» INFORMATION SHOWN
******************************

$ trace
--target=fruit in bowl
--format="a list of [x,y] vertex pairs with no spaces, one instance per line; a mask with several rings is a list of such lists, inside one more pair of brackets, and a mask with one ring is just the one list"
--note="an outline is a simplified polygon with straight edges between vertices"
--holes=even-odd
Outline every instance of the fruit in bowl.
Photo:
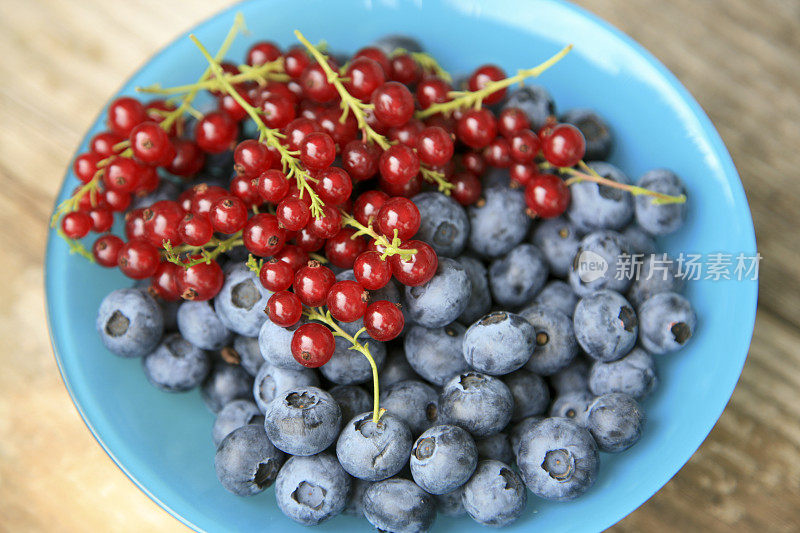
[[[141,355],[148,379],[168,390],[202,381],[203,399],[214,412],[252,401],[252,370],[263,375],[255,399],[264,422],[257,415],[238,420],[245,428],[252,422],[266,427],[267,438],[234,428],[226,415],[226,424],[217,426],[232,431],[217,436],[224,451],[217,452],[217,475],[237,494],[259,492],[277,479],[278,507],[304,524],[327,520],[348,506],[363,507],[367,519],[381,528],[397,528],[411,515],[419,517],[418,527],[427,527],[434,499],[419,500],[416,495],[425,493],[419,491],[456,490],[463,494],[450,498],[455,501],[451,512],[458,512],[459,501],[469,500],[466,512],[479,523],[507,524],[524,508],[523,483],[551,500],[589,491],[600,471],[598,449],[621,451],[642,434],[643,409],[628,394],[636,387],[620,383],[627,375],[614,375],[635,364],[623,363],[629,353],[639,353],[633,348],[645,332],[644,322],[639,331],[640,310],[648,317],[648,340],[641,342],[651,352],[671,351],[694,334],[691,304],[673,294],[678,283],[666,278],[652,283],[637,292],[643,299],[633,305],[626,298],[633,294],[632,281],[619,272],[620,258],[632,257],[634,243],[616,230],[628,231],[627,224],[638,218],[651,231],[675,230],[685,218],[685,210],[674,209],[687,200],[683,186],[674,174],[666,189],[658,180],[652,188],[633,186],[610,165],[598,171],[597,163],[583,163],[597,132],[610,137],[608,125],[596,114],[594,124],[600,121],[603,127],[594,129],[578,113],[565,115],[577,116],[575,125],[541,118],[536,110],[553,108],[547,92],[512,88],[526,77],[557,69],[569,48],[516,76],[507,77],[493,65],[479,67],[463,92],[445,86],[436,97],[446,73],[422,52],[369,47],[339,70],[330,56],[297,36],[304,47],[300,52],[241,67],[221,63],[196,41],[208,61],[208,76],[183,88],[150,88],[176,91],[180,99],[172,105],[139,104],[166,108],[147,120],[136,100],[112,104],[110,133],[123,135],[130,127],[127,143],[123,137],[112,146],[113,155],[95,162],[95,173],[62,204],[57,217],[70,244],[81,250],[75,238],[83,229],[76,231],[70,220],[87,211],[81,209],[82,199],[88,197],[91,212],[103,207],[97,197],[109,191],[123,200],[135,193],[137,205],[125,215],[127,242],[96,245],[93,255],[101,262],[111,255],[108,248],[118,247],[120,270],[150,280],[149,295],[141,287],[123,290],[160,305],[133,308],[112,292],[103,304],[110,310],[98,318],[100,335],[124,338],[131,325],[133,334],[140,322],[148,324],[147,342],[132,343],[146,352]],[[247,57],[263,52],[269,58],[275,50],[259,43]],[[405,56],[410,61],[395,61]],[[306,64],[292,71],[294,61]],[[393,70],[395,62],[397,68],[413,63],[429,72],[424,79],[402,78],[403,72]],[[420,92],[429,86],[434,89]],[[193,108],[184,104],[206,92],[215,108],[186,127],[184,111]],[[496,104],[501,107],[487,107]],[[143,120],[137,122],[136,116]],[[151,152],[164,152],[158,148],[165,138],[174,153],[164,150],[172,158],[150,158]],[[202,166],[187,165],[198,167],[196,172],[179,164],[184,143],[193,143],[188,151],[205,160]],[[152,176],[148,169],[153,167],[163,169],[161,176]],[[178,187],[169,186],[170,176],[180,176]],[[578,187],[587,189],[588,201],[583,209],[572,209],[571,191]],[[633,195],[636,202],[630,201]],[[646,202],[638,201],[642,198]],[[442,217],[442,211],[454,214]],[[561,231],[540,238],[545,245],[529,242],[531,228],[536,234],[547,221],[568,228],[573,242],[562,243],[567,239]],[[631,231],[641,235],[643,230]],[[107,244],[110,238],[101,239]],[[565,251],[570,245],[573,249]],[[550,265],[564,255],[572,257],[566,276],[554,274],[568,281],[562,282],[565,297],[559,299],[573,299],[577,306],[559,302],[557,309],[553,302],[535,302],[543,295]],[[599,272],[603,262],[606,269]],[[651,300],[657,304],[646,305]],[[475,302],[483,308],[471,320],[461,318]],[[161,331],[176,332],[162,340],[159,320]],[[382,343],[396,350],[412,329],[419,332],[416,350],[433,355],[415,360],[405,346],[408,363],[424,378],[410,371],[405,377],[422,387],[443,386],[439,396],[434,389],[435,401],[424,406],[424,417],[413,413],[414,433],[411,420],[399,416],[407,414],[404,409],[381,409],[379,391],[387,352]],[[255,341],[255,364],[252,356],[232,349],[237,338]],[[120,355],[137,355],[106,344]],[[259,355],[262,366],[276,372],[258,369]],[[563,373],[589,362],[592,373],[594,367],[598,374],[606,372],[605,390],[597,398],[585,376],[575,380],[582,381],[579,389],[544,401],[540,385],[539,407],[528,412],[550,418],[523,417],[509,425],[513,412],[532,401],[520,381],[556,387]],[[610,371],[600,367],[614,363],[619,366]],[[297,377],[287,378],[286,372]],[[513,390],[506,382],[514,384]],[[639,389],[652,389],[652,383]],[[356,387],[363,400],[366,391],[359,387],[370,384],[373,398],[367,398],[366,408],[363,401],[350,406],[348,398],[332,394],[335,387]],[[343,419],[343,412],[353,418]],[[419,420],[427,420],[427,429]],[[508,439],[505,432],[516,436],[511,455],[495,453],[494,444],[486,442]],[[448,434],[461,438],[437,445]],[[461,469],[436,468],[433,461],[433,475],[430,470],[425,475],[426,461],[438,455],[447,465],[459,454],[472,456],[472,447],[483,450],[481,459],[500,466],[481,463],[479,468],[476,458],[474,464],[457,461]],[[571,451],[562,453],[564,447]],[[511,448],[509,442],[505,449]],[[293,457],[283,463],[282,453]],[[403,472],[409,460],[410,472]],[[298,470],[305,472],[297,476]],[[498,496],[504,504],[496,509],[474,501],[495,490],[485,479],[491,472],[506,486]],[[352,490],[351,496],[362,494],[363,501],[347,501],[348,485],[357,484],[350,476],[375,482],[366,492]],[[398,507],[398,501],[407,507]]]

******************************

Retype all of the material above exactly; the pictures stay out.

$ trace
--target=fruit in bowl
--format="a list of [x,y] vertex pairs with no spaces, one instance per line; a mask with several rings is a list of such lists, inside one more pair of brackets, and a mask with one ring is just the one list"
--note="an outline is a simplified polygon with straight edges between vertices"
--holes=even-odd
Outline every instance of the fruit in bowl.
Photo:
[[[141,355],[148,379],[168,390],[202,381],[203,399],[214,412],[252,401],[252,370],[263,375],[255,399],[264,422],[257,415],[238,420],[245,428],[252,422],[266,427],[267,438],[234,428],[226,415],[226,424],[217,426],[232,431],[217,436],[224,451],[217,452],[217,475],[237,494],[259,492],[277,479],[278,507],[304,524],[327,520],[348,506],[363,507],[367,519],[381,528],[397,528],[411,515],[419,517],[418,527],[427,527],[434,499],[419,500],[416,495],[425,493],[419,491],[456,490],[463,494],[450,498],[455,501],[451,512],[458,512],[459,501],[469,500],[466,512],[479,523],[507,524],[524,508],[523,483],[551,500],[589,491],[600,471],[598,449],[621,451],[642,434],[643,409],[628,394],[636,387],[620,383],[627,375],[614,375],[635,364],[623,363],[629,353],[639,353],[633,348],[645,332],[644,322],[639,331],[640,310],[648,317],[648,340],[641,342],[651,352],[671,351],[694,334],[691,304],[673,294],[678,283],[666,278],[652,283],[637,292],[643,299],[633,305],[626,298],[633,294],[632,281],[619,272],[620,258],[632,257],[634,243],[616,230],[628,231],[627,224],[638,218],[651,231],[675,230],[685,218],[685,210],[674,209],[687,200],[683,186],[674,174],[666,189],[658,180],[652,188],[633,186],[610,165],[598,171],[597,163],[583,163],[597,132],[610,137],[608,125],[596,114],[594,124],[600,121],[603,127],[594,129],[578,113],[565,115],[577,116],[575,125],[541,118],[536,110],[553,108],[547,92],[512,88],[526,77],[557,69],[569,48],[516,76],[507,77],[493,65],[479,67],[463,92],[445,86],[436,97],[446,73],[422,52],[369,47],[339,70],[330,56],[297,36],[304,47],[300,52],[241,67],[221,63],[196,41],[208,61],[208,76],[183,88],[150,88],[176,91],[180,99],[172,105],[139,104],[166,108],[147,120],[136,100],[112,104],[110,133],[123,135],[130,127],[127,143],[123,137],[112,146],[113,155],[95,162],[95,173],[62,204],[57,217],[70,244],[81,250],[75,238],[83,229],[76,231],[70,220],[87,211],[81,209],[82,199],[88,197],[91,212],[103,207],[97,197],[109,191],[123,200],[135,193],[137,205],[125,215],[127,242],[96,245],[93,255],[101,262],[111,255],[108,248],[118,247],[120,270],[150,280],[149,295],[141,287],[123,290],[160,305],[133,308],[112,292],[103,304],[110,310],[98,318],[100,335],[124,338],[131,325],[133,334],[140,322],[148,324],[147,342],[132,343],[146,352]],[[247,57],[263,52],[269,58],[275,50],[259,43]],[[405,56],[410,61],[395,61]],[[306,64],[292,71],[294,61]],[[393,70],[395,62],[397,68],[413,63],[429,72],[424,79],[402,78],[403,72]],[[420,92],[429,86],[434,89]],[[193,108],[184,104],[206,92],[215,108],[186,127],[184,111]],[[496,104],[501,107],[487,107]],[[143,120],[137,122],[136,116]],[[151,152],[164,152],[158,148],[165,138],[174,153],[164,150],[172,158],[150,158]],[[202,166],[187,165],[198,167],[196,172],[179,164],[184,143],[193,143],[188,151],[205,160]],[[152,176],[148,169],[153,167],[163,169],[161,176]],[[178,187],[169,186],[170,176],[180,176]],[[578,187],[587,189],[588,201],[583,209],[572,209],[571,191]],[[633,195],[636,202],[630,201]],[[646,202],[638,201],[642,198]],[[442,217],[442,211],[454,214]],[[561,231],[540,238],[545,245],[529,242],[531,228],[536,234],[547,221],[568,228],[573,242],[562,243],[567,239]],[[631,231],[641,235],[643,230]],[[107,244],[110,238],[101,239]],[[565,251],[570,245],[573,249]],[[550,265],[564,255],[572,257],[566,276],[554,274],[568,281],[562,282],[565,297],[559,299],[573,299],[577,306],[559,302],[557,309],[553,302],[535,302],[543,295]],[[599,272],[603,262],[606,269]],[[651,300],[657,304],[646,305]],[[475,302],[483,308],[471,320],[461,318]],[[161,331],[176,332],[162,340],[159,320]],[[382,343],[396,350],[412,329],[419,332],[416,350],[433,355],[415,360],[405,346],[408,363],[424,378],[410,371],[405,377],[422,387],[443,386],[439,396],[434,389],[435,401],[424,406],[424,417],[413,413],[414,433],[411,420],[399,416],[407,414],[404,409],[381,409],[379,391],[387,352]],[[255,341],[255,364],[252,356],[232,349],[237,338]],[[120,355],[137,355],[106,344]],[[259,355],[262,366],[276,372],[258,369]],[[563,373],[589,362],[592,373],[594,367],[598,374],[606,372],[605,390],[597,398],[585,376],[575,380],[582,381],[579,389],[544,401],[540,385],[539,407],[528,412],[550,418],[523,417],[509,425],[513,412],[532,401],[520,381],[556,387]],[[610,371],[600,367],[614,363],[619,366]],[[297,377],[287,378],[286,372]],[[513,390],[506,382],[514,384]],[[639,389],[652,389],[652,383]],[[356,387],[363,400],[366,391],[359,387],[370,384],[373,398],[367,398],[366,408],[363,401],[350,406],[348,398],[332,394],[335,387]],[[343,419],[343,412],[353,418]],[[419,420],[427,420],[427,429]],[[508,439],[505,432],[516,436],[511,455],[495,453],[494,444],[486,442]],[[448,434],[461,438],[437,445]],[[461,469],[436,468],[433,461],[433,475],[430,470],[425,475],[426,461],[438,455],[447,465],[459,454],[472,456],[472,447],[483,450],[481,459],[500,466],[481,463],[479,468],[476,458],[474,464],[457,461]],[[571,451],[562,453],[564,447]],[[511,448],[509,442],[505,449]],[[293,457],[283,463],[282,453]],[[403,472],[409,460],[410,472]],[[298,470],[305,472],[297,476]],[[498,496],[504,504],[496,509],[474,501],[495,490],[485,479],[491,472],[506,486]],[[352,490],[351,496],[362,494],[363,501],[347,501],[348,485],[357,484],[350,476],[375,482],[366,492]],[[398,507],[398,501],[407,507]]]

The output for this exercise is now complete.